**TASK DIRECTIONS:**
Answer these questions from the text on the kalimotxo below:
(a) What two ingredients make up the drink, and in what proportion?
(b) In what year did the first Coca-Cola factory open in Spain?
(c) Whose nicknames were combined to form the name "kalimotxo"?

**GIVEN TEXT:**
The kalimotxo (/eu/) or calimocho (/es/) is a drink consisting of equal parts red wine and a cola-based soft drink.

==Origin==
Red wine and cola were combined in Basque Country as early as the 1920s, but Coca-Cola was not widely available. That changed in 1953, when the first Coca-Cola factory opened in Spain. The combination was given various names, until 1972 when its mass usage at a festival in Algorta, Biscay led to it being christened the kalimotxo, a playful combination of the two creators' nicknames, Kalimero and Motxongo.

It has since become a classic of the Basque Country region and in the rest of Spain in large part due to its simple mixture, accessibility of ingredients, and low cost.

(Excerpts from a dataset)

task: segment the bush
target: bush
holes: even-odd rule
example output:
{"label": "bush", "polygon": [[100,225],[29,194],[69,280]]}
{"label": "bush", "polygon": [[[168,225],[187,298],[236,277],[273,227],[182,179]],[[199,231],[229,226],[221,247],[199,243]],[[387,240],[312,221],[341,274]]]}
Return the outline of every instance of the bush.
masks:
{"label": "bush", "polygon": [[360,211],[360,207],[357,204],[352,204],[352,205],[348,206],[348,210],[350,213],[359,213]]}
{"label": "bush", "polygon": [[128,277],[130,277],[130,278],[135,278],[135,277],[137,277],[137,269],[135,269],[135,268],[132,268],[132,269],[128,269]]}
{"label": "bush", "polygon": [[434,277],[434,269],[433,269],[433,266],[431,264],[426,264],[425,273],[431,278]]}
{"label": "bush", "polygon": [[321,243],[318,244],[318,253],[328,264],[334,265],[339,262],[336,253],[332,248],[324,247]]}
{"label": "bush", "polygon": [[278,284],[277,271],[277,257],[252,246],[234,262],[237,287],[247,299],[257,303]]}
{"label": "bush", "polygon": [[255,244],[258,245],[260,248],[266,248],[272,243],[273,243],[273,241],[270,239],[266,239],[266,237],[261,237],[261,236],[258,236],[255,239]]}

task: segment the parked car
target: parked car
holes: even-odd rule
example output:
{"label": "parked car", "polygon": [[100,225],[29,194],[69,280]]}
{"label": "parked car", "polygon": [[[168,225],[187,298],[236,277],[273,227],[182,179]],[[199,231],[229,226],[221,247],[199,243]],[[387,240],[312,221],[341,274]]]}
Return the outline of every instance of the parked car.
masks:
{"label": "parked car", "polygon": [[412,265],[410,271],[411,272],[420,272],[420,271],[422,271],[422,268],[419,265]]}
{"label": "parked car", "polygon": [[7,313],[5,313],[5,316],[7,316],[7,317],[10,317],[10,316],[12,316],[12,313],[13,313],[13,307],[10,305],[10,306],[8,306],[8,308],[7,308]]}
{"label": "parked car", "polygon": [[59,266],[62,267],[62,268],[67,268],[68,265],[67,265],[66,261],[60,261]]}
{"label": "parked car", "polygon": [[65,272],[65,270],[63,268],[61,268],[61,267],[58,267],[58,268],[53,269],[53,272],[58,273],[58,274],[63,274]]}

**ANSWER TO THIS PROBLEM:**
(a) Red wine and a cola-based soft drink, in equal parts.
(b) 1953.
(c) Kalimero and Motxongo, the two creators.